(EXTRACTED ENTRIES):
Segment Open
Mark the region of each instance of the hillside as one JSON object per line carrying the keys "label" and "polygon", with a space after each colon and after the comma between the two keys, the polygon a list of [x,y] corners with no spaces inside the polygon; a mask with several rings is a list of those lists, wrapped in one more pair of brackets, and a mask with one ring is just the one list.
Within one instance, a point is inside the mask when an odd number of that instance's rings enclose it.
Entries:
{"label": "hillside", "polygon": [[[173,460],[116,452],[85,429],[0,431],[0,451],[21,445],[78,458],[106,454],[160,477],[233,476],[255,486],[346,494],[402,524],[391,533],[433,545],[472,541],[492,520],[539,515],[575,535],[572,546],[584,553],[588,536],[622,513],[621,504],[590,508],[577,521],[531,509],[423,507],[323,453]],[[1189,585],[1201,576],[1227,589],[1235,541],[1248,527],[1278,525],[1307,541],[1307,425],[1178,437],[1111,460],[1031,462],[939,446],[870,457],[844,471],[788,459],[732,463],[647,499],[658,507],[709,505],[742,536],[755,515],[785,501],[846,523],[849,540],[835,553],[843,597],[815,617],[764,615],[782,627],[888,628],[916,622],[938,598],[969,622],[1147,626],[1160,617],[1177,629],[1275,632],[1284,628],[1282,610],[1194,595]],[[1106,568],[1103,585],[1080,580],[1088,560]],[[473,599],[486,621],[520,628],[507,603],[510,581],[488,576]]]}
Segment Closed
Segment Open
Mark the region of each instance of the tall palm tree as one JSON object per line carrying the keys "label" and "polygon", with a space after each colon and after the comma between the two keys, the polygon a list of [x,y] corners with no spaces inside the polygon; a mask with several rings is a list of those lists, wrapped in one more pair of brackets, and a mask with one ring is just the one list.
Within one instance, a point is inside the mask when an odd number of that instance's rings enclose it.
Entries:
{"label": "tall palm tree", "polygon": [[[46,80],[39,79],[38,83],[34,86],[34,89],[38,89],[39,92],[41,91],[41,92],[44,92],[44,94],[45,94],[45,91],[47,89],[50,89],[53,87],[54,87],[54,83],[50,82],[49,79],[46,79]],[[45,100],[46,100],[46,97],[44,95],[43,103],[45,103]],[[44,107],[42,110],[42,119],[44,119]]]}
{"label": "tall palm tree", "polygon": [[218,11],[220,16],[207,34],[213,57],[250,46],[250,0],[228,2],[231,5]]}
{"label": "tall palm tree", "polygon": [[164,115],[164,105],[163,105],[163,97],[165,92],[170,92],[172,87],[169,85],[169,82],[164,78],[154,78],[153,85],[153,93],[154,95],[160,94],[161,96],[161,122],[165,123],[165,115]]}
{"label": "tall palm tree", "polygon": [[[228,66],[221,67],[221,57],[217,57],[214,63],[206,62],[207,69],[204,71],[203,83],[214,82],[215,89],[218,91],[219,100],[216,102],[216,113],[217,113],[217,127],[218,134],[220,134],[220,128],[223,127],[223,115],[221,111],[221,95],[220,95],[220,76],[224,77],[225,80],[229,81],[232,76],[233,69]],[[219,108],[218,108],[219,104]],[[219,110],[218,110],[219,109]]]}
Segment Closed
Segment Open
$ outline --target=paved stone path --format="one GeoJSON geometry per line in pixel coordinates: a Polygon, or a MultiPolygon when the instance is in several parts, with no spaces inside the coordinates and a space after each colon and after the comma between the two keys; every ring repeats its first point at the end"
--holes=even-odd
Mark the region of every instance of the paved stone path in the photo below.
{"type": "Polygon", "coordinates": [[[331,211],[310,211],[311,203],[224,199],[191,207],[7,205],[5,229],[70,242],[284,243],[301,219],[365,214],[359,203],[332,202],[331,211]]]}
Segment Closed
(AIM OF THE EXERCISE): Could you copy every line in the records that holds "corners"?

(RESULT FOR THIS EXERCISE):
Mark the region of each instance of the hillside as one JSON object per line carrying the keys "label" and "polygon", with a space after each colon and after the comma between the two keys, the polygon a list of [x,y] corners with no spaces inside the polygon; a mask with several rings is a list of those lists, wrapped in one more pair of brackets, and a mask with one ring is just the one list.
Mark the region of each instance of the tall palm tree as one JSON object per line carrying the keys "label" and "polygon", with a space after each colon and after the comma between the two keys, the polygon a list of [x,y] corners with no spaces inside the polygon; a mask with several rings is a list of those lists, wrapped in one more pair of brackets, and a mask with one ring is just the one list.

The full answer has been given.